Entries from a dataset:
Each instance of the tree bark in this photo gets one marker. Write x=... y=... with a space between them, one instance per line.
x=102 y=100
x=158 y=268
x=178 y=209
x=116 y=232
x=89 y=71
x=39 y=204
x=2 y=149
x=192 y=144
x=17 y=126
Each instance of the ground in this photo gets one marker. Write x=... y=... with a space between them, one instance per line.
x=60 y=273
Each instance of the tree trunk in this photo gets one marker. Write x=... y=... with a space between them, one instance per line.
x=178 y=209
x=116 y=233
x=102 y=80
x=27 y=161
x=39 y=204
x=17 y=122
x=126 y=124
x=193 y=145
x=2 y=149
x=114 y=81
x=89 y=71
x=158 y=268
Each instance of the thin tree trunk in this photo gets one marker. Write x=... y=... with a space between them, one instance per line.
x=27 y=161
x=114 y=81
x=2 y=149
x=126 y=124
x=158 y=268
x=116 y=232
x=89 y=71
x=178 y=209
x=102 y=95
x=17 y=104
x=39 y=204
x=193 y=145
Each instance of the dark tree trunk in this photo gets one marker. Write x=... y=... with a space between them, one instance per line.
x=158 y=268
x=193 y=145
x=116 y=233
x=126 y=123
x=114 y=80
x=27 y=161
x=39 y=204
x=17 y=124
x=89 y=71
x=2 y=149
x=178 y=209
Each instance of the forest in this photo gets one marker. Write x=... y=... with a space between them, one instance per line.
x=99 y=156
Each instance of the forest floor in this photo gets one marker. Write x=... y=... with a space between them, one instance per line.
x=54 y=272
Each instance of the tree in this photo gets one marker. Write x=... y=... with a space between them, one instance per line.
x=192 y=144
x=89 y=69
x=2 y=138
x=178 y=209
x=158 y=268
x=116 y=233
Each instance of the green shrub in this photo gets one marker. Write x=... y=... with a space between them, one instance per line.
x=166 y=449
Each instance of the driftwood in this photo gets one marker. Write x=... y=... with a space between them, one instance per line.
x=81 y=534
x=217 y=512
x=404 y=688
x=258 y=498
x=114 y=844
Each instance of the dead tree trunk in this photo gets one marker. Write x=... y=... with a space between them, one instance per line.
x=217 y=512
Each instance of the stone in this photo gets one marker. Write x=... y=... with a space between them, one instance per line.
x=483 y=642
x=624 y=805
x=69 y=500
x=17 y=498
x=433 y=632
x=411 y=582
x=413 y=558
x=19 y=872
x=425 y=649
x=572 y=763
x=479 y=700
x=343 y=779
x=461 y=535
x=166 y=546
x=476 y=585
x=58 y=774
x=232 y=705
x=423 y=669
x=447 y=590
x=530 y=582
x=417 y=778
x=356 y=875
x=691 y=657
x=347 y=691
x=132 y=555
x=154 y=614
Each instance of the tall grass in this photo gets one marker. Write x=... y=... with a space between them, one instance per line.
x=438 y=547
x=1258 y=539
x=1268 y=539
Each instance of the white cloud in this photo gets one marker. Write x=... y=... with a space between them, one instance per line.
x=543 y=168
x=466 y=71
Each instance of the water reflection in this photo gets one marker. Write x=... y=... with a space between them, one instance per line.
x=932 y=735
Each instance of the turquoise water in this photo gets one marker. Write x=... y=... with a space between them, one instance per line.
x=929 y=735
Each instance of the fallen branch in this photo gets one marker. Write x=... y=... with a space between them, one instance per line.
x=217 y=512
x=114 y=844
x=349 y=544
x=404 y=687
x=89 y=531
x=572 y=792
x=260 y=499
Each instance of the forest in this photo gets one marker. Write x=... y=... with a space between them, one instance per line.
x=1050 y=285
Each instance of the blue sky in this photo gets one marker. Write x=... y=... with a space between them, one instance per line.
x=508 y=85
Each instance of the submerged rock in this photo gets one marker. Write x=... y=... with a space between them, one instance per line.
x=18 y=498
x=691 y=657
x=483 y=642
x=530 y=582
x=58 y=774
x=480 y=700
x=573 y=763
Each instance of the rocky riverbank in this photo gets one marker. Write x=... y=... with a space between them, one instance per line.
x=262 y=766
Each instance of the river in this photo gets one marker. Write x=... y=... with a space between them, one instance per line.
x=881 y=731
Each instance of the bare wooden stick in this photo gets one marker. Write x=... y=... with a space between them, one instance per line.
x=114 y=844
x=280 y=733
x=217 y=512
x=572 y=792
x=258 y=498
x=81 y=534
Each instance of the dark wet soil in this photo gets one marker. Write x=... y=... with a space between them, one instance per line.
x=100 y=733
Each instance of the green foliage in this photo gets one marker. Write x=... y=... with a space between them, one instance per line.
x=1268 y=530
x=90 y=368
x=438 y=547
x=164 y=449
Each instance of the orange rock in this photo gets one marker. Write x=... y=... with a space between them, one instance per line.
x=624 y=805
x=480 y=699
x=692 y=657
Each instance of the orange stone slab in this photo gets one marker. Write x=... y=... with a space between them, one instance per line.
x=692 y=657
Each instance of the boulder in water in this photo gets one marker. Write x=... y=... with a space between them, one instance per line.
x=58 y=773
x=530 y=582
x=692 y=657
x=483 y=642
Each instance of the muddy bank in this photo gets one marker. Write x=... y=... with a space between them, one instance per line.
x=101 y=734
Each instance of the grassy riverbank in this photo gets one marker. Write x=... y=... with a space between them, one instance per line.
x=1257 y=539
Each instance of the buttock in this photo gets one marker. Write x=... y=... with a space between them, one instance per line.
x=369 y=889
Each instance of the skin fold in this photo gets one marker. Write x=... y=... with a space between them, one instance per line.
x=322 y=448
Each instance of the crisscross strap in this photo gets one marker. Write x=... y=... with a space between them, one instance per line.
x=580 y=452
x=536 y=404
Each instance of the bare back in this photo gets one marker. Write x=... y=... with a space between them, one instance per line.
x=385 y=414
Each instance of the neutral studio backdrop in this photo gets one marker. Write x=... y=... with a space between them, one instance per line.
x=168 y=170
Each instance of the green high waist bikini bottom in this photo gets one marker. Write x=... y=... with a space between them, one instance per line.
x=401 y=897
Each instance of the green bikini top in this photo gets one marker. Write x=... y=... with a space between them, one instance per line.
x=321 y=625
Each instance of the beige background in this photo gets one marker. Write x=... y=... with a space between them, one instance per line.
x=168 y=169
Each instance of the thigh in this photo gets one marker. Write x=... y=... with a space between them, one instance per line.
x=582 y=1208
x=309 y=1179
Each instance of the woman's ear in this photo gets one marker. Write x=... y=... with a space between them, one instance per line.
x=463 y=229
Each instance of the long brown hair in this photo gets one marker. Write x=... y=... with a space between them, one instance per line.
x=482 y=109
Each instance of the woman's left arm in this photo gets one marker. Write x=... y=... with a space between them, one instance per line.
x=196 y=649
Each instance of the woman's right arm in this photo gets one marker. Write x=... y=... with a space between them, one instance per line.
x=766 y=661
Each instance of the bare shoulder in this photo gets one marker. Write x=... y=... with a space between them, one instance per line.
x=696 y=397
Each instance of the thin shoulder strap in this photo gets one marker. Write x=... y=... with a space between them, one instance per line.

* Prompt
Set out exactly the run of lines that begins at the line holding "Each instance of the crisscross" and ends at the last line of the data.

* Solution for this task
Each instance of the crisscross strap in this photo gets one marker. Write x=... y=... with a space between them, one instance per line.
x=580 y=452
x=536 y=404
Each instance of the bare back in this photo gets one marker. Write x=... y=... with a space between them, one instance per line.
x=385 y=414
Each instance of the neutral studio backdrop in this photo gets one marker. Write x=... y=... with a space between them, one instance per line.
x=168 y=170
Each instance of the green high waist bikini bottom in this photo gets one marker. Write x=... y=... with a space between them, one instance per line.
x=401 y=897
Each instance of the green bikini top in this photo gets one marker. Write x=... y=... with a space between them, one instance per line.
x=321 y=625
Each instance of the beige background in this photo gets one marker. Write x=... y=... with a space between them, one instance per line.
x=168 y=169
Each instance of the thigh in this photo gets one marker. Write x=... y=... with a space between them, one instance per line.
x=582 y=1208
x=309 y=1179
Each instance of the woman's ear in this photo gets one marker. Write x=... y=... with a space between them, one instance per line.
x=463 y=229
Each instance of the long brown hair in this photo gets one marker. Write x=... y=... with a space between them, one instance per line.
x=482 y=109
Each instance of the woman's left arm in this photo gets one marker. Write x=... y=... with a space between them, one instance per line.
x=196 y=649
Each instance of the woman's right arm in this photo gets one marker. Write x=... y=... with a space between them, one instance per line.
x=766 y=661
Each instance of the bare shoulder in this photo gets one marker. Write x=... y=... with a space between them, one instance per line.
x=696 y=397
Each instance of the thin shoulder strap in this photo gets one marker. Write x=... y=... with a space between them, one instance per line.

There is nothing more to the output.